EXERCISE TASK: List every line below that contains the word "ceiling".

— start PROVIDED DATA —

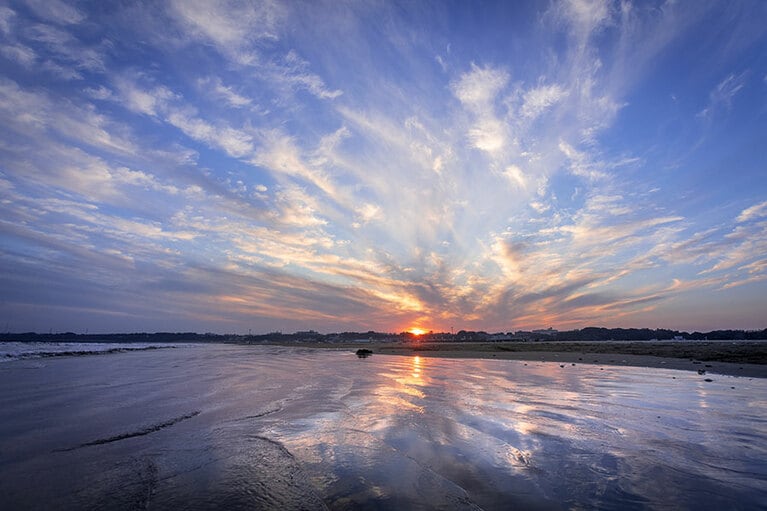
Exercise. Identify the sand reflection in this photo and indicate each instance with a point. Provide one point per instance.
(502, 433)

— end PROVIDED DATA —
— start PROVIDED DATA —

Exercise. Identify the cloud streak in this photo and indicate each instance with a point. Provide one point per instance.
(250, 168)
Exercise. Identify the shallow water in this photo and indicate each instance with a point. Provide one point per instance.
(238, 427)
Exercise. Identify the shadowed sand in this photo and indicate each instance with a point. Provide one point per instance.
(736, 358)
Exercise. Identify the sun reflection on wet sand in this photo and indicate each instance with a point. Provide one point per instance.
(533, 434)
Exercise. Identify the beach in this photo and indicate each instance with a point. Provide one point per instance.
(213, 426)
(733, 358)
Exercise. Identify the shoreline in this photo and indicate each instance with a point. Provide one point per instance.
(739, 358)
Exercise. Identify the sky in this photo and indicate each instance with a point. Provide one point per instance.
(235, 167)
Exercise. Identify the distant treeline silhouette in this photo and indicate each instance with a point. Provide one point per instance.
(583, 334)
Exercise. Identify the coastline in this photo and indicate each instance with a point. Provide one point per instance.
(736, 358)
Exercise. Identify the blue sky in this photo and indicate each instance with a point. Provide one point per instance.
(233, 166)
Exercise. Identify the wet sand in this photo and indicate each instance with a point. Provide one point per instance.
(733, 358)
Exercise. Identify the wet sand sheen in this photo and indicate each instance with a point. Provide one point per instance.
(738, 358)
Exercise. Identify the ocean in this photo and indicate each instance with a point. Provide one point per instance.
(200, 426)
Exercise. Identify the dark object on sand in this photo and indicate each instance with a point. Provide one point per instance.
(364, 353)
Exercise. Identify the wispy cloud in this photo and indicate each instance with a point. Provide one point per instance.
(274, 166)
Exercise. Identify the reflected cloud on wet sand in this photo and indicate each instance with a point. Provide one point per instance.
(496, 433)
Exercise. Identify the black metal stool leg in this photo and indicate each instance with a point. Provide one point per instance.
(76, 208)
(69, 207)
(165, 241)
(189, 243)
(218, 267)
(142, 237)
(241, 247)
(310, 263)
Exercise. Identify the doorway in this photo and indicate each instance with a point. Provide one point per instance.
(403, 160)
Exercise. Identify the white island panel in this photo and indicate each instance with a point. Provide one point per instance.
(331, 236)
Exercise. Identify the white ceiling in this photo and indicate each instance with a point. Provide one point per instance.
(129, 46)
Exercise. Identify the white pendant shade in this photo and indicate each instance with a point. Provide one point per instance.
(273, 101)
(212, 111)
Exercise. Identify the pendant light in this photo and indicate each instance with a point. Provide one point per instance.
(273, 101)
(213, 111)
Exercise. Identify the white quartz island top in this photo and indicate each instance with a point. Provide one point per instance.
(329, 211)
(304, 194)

— end PROVIDED DATA —
— start PROVIDED DATA —

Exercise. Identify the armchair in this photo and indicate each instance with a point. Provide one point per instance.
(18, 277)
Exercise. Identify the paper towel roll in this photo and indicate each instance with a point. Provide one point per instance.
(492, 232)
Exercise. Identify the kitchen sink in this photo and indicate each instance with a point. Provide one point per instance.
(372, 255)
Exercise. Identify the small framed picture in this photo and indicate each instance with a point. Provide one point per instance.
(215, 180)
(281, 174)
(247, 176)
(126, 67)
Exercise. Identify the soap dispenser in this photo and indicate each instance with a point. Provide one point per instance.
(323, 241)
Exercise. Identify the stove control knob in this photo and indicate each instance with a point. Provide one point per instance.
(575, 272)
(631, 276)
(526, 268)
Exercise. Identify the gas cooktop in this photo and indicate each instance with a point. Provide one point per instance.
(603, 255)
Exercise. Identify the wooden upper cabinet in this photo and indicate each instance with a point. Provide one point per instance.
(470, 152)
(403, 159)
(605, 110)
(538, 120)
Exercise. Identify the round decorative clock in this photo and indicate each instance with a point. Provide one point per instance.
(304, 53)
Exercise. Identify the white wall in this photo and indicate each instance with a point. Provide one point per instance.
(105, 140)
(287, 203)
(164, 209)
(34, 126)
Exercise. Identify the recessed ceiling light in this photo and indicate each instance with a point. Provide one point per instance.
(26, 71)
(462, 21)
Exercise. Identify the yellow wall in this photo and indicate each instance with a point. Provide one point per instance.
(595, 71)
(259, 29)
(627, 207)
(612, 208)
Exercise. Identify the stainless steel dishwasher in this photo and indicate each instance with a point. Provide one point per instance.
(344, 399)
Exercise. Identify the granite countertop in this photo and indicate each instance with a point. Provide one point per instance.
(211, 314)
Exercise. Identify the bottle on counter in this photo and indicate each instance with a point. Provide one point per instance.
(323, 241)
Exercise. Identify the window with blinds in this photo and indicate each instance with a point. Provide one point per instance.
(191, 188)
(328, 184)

— end PROVIDED DATA —

EXERCISE ANSWER:
Exercise. Identify the white ceiling in this photo and indicate each instance with a point. Provide one point per instance.
Exercise. Identify the recessed ceiling light in this photo and indicate each instance with a point. Provide one point per instance.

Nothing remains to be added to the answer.